ASSIGNMENT 1 - Return the part of the passage on employee discharge starting with "The agency said" and going on through "disclosed the income.", copied word for word.
ASSIGNMENT 2 - Carry the passage on employee discharge further, picking up right after its final sentence.

═══ PAGE EXCERPT

Employees are entitled to fair treatment, but that doesn’t mean HR has to become a court of law and prove beyond a reasonable doubt that an employee did something deserving of discharge.

As long as you reasonably believe an employee broke a rule or other­­wise did something deserving of discharge, a termination will stand up to a legal challenge.

Recent case: Lisa worked for a social services agency processing applications for state and federal benefits, such as Medicaid for pregnant women. She also worked part time at a bar.

When Lisa became pregnant, she applied for benefits herself. On her application, she didn’t list the part-time job or any other income sources. When a supervisor who knew she worked the second job reviewed her application, she flagged it. Lisa was then fired for submitting a misleading application.

Lisa—who had earlier requested FMLA leave to care for her other child, who is disabled—sued, alleging retaliation for taking leave.

The agency said it had a legitimate discharge reason. Lisa countered that she had turned in the application before she got the second job and therefore hadn’t disclosed the income.

══════
═══ RECORD SET

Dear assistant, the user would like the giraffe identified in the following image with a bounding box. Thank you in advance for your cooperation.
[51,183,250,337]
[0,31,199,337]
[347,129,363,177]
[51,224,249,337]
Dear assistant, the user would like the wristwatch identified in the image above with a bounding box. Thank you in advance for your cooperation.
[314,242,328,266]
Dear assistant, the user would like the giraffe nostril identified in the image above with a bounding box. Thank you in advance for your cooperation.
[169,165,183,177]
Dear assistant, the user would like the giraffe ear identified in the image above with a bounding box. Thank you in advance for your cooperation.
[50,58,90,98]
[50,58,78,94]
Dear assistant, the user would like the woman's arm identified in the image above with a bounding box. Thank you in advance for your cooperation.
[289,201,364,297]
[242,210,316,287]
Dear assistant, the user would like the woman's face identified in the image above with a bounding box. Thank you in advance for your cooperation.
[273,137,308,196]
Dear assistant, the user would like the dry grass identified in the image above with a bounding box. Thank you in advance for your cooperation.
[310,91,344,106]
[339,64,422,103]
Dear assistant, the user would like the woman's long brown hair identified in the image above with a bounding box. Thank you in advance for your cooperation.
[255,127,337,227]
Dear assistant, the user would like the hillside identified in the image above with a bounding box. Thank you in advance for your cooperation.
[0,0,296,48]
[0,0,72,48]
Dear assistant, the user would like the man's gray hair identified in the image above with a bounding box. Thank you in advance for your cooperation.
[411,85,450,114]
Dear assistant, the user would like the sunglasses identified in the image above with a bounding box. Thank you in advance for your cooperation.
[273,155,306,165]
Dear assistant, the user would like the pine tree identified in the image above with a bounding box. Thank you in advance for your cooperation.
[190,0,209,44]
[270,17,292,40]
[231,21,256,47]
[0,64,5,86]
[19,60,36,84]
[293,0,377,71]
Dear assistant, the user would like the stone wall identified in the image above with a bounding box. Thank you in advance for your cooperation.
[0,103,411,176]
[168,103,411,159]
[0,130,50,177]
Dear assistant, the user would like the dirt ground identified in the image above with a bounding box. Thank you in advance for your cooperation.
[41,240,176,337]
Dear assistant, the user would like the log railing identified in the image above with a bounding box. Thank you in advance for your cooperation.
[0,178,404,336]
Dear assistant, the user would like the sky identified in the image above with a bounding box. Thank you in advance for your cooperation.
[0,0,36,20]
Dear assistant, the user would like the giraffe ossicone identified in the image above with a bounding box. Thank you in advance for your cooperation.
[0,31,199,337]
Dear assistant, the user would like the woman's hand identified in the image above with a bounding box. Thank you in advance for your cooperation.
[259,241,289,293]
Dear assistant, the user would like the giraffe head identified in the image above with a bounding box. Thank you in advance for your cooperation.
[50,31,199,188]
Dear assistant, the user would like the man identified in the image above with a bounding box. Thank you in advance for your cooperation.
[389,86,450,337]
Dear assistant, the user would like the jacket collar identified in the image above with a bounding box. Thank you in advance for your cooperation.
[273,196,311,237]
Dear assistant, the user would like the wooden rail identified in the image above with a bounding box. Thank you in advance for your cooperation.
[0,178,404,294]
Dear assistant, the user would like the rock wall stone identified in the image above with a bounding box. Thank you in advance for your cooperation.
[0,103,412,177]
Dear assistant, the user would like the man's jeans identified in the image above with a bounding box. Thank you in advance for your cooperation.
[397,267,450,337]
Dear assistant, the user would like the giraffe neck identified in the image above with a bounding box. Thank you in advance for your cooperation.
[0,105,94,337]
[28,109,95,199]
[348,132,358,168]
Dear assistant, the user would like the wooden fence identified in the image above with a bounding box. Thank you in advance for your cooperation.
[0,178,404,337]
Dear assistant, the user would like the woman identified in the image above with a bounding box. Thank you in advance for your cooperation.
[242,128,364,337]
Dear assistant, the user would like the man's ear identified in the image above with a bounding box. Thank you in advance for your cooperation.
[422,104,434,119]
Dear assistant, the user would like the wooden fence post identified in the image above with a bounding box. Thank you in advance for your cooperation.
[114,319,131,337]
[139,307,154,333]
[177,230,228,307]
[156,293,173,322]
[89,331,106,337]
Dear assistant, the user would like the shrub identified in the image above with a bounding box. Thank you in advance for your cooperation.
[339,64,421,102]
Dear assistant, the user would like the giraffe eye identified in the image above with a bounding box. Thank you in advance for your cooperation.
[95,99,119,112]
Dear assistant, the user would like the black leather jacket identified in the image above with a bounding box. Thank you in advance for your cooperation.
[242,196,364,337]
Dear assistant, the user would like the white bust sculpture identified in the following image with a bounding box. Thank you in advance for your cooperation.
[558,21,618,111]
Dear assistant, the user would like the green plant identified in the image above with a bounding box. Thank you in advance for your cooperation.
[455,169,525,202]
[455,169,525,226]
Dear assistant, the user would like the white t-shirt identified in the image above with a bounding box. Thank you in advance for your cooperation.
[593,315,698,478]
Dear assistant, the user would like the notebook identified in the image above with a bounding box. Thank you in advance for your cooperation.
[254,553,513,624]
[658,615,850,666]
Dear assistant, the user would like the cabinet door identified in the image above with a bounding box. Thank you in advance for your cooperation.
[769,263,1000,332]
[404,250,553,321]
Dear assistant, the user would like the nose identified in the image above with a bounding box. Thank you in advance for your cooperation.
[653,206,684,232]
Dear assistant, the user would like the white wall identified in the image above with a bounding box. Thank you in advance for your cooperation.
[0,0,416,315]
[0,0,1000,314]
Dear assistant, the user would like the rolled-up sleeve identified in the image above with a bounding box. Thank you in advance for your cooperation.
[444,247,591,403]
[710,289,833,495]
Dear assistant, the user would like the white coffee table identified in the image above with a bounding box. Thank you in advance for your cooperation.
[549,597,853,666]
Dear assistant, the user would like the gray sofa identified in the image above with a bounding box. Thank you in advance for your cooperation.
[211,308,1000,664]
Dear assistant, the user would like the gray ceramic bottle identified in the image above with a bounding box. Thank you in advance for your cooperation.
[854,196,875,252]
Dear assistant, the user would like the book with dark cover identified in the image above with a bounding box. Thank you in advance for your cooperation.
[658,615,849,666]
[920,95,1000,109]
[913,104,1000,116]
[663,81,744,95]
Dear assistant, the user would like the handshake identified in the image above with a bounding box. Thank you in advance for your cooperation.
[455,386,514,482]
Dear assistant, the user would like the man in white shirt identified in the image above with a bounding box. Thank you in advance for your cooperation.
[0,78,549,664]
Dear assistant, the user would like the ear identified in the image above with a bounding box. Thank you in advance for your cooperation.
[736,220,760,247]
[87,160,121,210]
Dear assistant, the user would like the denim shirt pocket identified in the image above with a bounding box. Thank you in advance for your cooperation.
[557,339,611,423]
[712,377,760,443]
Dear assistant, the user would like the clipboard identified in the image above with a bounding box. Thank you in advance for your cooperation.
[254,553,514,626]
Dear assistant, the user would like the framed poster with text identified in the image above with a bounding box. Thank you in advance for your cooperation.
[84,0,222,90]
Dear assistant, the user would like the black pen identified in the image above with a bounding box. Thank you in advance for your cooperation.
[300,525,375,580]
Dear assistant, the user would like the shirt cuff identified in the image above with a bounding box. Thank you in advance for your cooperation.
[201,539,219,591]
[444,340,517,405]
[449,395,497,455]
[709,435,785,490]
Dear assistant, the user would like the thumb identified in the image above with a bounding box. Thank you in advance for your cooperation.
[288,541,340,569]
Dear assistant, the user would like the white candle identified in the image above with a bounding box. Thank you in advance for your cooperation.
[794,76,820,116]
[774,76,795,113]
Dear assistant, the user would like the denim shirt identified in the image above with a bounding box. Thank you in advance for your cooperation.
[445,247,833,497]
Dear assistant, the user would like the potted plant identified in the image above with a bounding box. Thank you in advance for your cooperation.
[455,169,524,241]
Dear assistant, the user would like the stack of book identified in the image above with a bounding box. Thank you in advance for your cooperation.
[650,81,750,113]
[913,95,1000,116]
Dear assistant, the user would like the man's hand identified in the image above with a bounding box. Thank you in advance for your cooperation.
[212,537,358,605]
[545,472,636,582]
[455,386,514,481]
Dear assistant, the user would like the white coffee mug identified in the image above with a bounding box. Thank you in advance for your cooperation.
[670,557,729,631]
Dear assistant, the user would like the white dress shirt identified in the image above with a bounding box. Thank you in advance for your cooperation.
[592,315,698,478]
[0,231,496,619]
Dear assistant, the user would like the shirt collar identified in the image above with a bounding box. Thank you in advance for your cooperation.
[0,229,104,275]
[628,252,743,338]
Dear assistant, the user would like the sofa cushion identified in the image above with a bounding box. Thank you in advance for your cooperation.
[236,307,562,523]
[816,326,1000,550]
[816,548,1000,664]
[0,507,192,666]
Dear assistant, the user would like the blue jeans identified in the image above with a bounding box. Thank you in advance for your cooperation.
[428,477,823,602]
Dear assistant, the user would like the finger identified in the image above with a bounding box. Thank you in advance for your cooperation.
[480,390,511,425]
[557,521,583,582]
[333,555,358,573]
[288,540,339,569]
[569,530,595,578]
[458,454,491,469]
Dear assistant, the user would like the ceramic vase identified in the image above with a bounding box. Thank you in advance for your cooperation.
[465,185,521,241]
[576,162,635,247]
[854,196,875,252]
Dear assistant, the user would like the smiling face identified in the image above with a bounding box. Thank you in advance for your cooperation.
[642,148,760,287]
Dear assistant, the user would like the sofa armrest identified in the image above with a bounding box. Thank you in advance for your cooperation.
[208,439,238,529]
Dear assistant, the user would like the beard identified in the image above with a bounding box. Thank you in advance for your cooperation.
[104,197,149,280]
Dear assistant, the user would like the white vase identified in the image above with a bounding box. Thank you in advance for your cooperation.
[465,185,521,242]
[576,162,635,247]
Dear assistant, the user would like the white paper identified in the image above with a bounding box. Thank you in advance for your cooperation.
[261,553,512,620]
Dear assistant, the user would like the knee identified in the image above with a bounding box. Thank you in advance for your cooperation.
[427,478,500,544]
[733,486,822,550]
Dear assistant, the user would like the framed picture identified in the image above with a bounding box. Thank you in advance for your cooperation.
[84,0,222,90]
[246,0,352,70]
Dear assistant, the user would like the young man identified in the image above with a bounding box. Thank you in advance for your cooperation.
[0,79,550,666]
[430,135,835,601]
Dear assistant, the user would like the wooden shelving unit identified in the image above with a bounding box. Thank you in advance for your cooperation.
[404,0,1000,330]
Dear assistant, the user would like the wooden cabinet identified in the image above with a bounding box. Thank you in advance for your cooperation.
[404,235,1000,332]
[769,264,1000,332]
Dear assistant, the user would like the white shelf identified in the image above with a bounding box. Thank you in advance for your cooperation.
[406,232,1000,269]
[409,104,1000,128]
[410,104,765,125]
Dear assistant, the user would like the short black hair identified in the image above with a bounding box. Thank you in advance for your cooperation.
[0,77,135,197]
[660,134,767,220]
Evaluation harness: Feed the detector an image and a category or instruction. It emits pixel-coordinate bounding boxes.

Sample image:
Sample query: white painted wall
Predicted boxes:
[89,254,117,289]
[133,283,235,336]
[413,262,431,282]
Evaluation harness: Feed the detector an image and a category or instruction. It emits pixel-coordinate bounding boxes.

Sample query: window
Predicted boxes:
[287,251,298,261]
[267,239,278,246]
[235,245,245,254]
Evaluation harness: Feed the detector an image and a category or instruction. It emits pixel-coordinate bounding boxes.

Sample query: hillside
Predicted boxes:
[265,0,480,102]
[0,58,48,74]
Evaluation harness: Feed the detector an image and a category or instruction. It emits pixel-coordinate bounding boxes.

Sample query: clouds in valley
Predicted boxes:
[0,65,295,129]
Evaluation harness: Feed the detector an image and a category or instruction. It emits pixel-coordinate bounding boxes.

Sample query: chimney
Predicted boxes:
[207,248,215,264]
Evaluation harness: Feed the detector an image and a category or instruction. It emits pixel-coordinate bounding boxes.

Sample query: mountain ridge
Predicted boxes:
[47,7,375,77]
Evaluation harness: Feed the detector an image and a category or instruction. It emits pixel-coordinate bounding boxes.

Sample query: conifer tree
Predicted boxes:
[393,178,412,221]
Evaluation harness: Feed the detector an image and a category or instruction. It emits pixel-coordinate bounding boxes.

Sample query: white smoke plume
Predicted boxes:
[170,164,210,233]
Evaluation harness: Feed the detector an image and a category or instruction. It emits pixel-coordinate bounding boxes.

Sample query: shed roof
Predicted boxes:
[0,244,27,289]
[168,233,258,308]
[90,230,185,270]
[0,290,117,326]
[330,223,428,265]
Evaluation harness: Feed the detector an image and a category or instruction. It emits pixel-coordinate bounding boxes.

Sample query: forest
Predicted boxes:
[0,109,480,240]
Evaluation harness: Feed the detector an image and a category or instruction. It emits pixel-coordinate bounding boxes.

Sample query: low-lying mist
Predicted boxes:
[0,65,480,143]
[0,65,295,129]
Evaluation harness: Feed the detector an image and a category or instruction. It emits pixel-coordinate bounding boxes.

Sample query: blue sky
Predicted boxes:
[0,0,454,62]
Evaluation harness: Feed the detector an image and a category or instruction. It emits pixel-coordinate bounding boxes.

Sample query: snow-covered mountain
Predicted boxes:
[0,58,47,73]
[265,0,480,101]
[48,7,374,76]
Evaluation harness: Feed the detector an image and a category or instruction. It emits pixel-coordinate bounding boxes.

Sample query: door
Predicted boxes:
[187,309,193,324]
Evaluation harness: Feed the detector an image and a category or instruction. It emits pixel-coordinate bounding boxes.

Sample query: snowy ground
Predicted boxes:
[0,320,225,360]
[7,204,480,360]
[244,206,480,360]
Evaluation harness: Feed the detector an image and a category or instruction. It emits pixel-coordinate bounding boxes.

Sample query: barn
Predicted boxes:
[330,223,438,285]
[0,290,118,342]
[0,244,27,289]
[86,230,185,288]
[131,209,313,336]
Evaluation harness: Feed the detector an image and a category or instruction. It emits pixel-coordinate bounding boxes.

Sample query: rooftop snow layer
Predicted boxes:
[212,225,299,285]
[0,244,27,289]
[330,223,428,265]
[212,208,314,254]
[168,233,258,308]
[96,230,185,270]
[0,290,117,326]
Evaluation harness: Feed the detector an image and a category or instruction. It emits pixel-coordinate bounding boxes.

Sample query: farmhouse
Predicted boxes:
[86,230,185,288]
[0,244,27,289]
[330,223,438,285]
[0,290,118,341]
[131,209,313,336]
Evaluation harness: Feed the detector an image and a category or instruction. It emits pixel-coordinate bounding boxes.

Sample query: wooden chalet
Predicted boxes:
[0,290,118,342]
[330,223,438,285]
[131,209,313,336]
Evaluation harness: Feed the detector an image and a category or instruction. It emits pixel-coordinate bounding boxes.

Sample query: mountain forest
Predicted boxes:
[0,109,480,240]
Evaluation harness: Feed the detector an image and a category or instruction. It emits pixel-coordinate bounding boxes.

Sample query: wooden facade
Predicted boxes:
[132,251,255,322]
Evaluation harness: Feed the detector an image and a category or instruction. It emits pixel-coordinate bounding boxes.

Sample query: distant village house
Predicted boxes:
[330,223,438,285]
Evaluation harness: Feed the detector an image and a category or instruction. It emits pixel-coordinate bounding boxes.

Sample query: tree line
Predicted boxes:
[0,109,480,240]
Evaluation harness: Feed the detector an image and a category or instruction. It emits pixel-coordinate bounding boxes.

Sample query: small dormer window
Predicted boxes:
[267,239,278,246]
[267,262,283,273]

══════

REPLY 1 -
The agency said it had a legitimate discharge reason. Lisa countered that she had turned in the application before she got the second job and therefore hadn’t disclosed the income.

REPLY 2 -
The court said what mattered wasn’t what was factually true, but whether the employer reasonably suspected that Lisa provided misleading information. Since the employer’s assumption that she hadn’t listed all her income was reasonable under the circumstances, the discharge was legitimate and not punishment for taking FMLA leave. (Reyes v. Texas Health and Human Ser­­vices Com­­mis­­sion, 12-CV-907, WD TX, 2013)

Final note: Judges don’t want to second-guess your disciplinary decisions. They understand that employers aren’t going to hold formal hearings on employee misconduct. As long as the process you use seems reasonable and gives the employee a chance to explain herself, the court won’t interfere.